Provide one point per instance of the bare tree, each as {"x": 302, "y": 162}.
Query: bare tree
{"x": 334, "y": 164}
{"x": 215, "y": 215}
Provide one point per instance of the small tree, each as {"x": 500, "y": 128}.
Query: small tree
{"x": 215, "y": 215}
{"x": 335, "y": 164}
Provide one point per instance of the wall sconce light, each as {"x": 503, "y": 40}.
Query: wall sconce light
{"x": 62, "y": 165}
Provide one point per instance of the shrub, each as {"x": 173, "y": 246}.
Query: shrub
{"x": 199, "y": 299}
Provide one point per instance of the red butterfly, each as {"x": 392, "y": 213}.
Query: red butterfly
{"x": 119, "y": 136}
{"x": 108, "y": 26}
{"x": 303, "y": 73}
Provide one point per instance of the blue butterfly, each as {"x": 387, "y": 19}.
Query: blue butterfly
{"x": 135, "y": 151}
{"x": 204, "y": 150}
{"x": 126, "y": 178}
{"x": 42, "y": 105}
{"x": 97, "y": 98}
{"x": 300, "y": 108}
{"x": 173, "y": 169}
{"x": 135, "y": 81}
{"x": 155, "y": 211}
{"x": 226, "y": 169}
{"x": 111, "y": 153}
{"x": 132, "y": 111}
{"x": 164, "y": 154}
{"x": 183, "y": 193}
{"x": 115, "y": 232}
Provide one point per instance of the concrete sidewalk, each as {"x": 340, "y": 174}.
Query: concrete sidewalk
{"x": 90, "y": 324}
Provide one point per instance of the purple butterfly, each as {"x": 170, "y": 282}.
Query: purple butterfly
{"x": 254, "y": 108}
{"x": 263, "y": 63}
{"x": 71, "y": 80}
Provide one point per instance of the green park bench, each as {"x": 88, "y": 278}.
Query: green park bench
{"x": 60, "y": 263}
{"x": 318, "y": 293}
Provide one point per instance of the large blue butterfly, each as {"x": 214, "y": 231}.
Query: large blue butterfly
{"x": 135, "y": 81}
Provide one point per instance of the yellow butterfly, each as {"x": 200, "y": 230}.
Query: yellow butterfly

» **WORK REQUEST**: Extract all of the data above without altering anything.

» **SOLUTION**:
Provide one point per instance of the bare tree, each as {"x": 302, "y": 162}.
Query: bare tree
{"x": 334, "y": 164}
{"x": 215, "y": 215}
Provide one point per instance of the small tree, each as {"x": 500, "y": 128}.
Query: small tree
{"x": 215, "y": 215}
{"x": 335, "y": 164}
Provide one point per instance of the wall sconce light, each as {"x": 503, "y": 40}.
Query: wall sconce light
{"x": 62, "y": 165}
Provide one point per instance of the shrub, each as {"x": 173, "y": 246}.
Query: shrub
{"x": 199, "y": 299}
Provide one point per instance of the red butterfly, each as {"x": 392, "y": 213}.
Query: red butterfly
{"x": 119, "y": 136}
{"x": 108, "y": 26}
{"x": 303, "y": 73}
Provide one point per instance of the blue butterfly, each as {"x": 387, "y": 19}.
Query: blue butterfly
{"x": 135, "y": 151}
{"x": 204, "y": 150}
{"x": 126, "y": 178}
{"x": 42, "y": 105}
{"x": 97, "y": 98}
{"x": 300, "y": 108}
{"x": 173, "y": 169}
{"x": 135, "y": 81}
{"x": 155, "y": 211}
{"x": 226, "y": 169}
{"x": 111, "y": 153}
{"x": 132, "y": 111}
{"x": 164, "y": 154}
{"x": 183, "y": 193}
{"x": 115, "y": 232}
Provide one point per instance of the concrete sidewalk, each as {"x": 340, "y": 174}.
Query: concrete sidewalk
{"x": 90, "y": 324}
Provide one point per instance of the purple butterfly, each as {"x": 170, "y": 282}.
Query: purple butterfly
{"x": 254, "y": 108}
{"x": 263, "y": 63}
{"x": 71, "y": 80}
Provide one point per instance of the green park bench, each as {"x": 88, "y": 278}.
Query: green park bench
{"x": 60, "y": 263}
{"x": 318, "y": 293}
Provide one point per instance of the large blue butterfly, each as {"x": 214, "y": 231}.
Query: large blue butterfly
{"x": 135, "y": 81}
Provide one point per instance of the yellow butterfly, each as {"x": 200, "y": 230}.
Query: yellow butterfly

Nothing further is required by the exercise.